_Exercises_.
1. Retype the part of the Frank Schmöller biography between "Frank Schmöller (born" and "adding 26 goals.", inclusive.
2. Using the Frank Schmöller biography, explain what part Schmöller played in Hamburger SV's 1987 DFB-Pokal win.
----- Page -----
Frank Schmöller (born 21 August 1966) is a German football manager and former player.

Playing career
Schmöller played as a forward and during his thirteen year professional career, he appeared for seven different clubs in Germany and Belgium, most notably for Hamburger SV. With HSV, he won the DFB-Pokal in 1987, scoring two goals in the round of 16 win over rivals FC St. Pauli on 19 November 1986 and appearing in the final against Stuttgarter Kickers as a second-half substitute.

In total, Schmöller made 48 appearances in the Bundesliga, scoring 4 goals, and appeared a further 107 times in the 2. Bundesliga adding 26 goals.

Managerial career
After his playing career, he went into management, starting with lower-division Bavarian side SV Heimstetten in 2002. Most recently, he was the manager of TSV 1860 Munich II, a position he held from July 2019 until June 2021.
----- Dataset rows -----
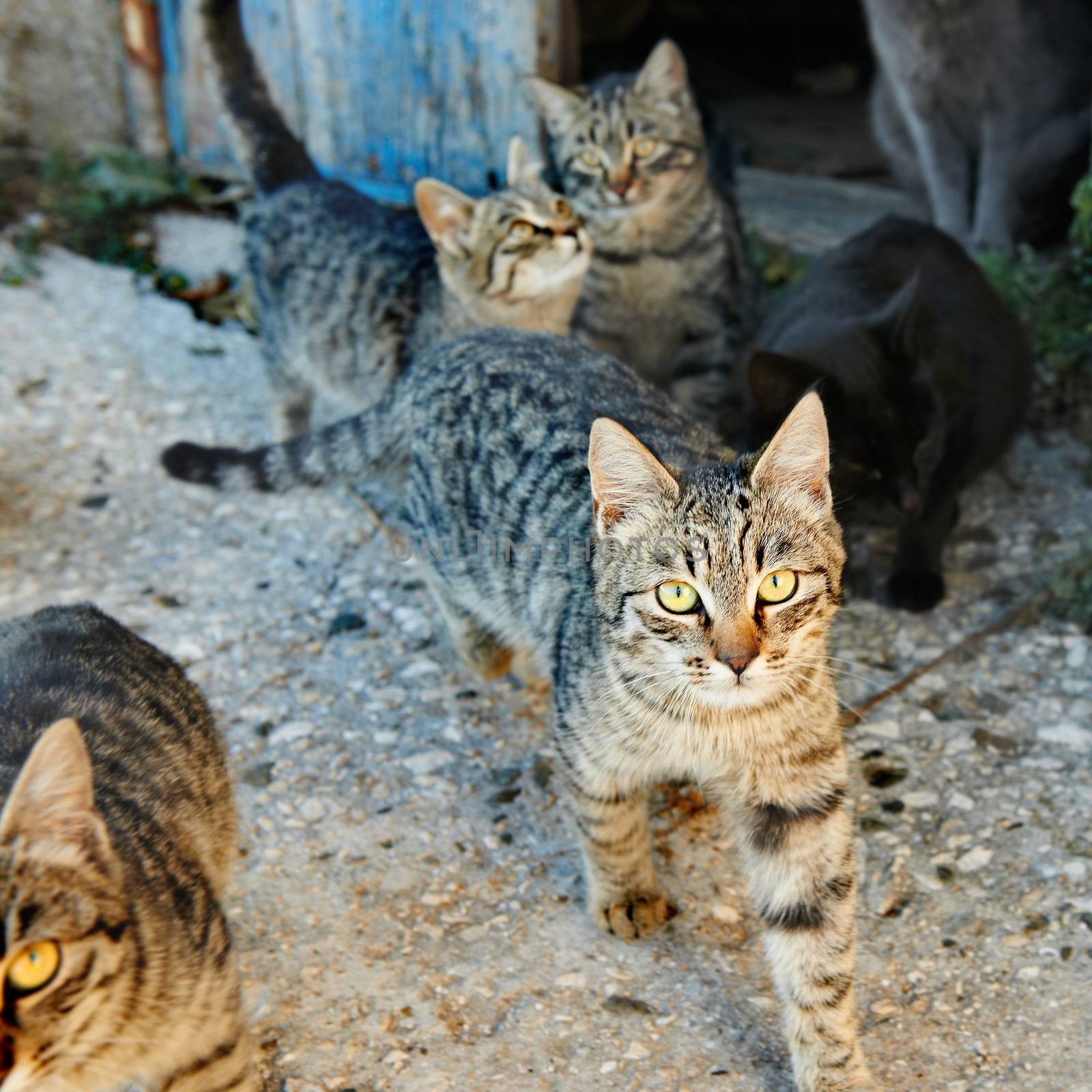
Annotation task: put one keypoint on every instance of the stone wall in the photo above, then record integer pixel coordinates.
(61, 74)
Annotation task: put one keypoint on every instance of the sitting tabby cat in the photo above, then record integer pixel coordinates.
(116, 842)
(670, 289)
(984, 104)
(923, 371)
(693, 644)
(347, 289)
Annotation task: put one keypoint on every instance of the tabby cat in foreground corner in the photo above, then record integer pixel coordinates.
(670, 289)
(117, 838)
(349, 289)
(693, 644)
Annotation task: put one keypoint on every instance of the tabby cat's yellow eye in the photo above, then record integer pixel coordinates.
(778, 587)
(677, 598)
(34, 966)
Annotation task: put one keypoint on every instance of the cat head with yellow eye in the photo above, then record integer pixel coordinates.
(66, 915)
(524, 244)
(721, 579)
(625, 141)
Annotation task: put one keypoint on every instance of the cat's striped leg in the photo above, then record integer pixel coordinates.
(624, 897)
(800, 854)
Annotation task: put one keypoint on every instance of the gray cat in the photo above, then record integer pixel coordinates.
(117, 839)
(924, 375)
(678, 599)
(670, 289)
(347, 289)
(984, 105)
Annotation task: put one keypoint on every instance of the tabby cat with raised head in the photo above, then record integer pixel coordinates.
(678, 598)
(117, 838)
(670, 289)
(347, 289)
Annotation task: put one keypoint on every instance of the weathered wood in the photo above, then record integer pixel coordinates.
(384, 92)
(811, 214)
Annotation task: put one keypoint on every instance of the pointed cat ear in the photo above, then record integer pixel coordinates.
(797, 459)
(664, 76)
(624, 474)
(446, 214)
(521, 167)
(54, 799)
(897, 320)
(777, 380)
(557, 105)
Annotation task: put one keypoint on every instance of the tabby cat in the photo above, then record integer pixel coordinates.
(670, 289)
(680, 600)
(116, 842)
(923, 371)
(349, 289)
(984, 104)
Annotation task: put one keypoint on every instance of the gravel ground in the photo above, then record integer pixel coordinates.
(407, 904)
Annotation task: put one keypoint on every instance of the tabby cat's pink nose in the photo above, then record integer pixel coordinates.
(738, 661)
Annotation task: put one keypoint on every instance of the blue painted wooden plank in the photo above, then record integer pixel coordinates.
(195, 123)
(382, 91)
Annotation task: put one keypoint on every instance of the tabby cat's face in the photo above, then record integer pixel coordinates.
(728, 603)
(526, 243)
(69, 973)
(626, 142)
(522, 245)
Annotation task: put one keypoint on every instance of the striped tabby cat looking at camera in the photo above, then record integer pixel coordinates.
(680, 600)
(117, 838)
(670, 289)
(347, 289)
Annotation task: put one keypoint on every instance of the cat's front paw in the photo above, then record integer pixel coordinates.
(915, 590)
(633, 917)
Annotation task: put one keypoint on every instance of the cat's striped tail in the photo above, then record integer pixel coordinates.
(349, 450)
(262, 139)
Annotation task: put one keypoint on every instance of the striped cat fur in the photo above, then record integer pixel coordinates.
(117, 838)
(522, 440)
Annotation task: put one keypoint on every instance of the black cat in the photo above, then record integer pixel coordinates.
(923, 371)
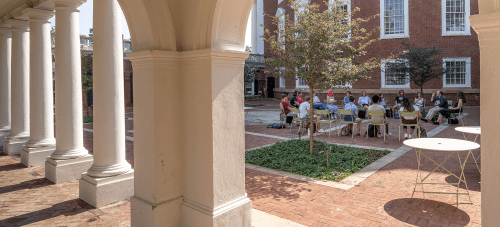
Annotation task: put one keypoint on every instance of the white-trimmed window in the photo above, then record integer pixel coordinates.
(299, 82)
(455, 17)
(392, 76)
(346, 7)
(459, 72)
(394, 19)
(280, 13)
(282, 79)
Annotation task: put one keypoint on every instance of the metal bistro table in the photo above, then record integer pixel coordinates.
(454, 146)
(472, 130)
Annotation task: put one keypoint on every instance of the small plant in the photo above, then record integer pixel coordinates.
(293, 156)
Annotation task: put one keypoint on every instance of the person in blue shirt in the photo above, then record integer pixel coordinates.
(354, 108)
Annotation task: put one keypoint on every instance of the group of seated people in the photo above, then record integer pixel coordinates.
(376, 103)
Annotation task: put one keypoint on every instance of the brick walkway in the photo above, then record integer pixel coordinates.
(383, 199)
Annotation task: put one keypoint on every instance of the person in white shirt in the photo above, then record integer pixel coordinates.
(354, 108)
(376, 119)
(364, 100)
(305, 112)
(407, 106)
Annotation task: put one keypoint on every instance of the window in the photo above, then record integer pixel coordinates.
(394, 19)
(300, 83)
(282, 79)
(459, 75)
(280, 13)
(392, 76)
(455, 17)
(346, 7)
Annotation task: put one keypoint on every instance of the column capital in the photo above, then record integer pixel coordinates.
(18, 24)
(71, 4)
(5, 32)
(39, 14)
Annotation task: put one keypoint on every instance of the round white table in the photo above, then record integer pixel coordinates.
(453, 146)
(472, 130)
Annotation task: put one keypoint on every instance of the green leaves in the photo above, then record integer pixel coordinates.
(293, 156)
-----
_Full solutions_.
1.
Frank Schmöller (born 21 August 1966) is a German football manager and former player.

Playing career
Schmöller played as a forward and during his thirteen year professional career, he appeared for seven different clubs in Germany and Belgium, most notably for Hamburger SV. With HSV, he won the DFB-Pokal in 1987, scoring two goals in the round of 16 win over rivals FC St. Pauli on 19 November 1986 and appearing in the final against Stuttgarter Kickers as a second-half substitute.

In total, Schmöller made 48 appearances in the Bundesliga, scoring 4 goals, and appeared a further 107 times in the 2. Bundesliga adding 26 goals.

2. Schmöller scored two goals in the round of 16 win over rivals FC St. Pauli on 19 November 1986. He also came on as a second-half substitute in the final against Stuttgarter Kickers.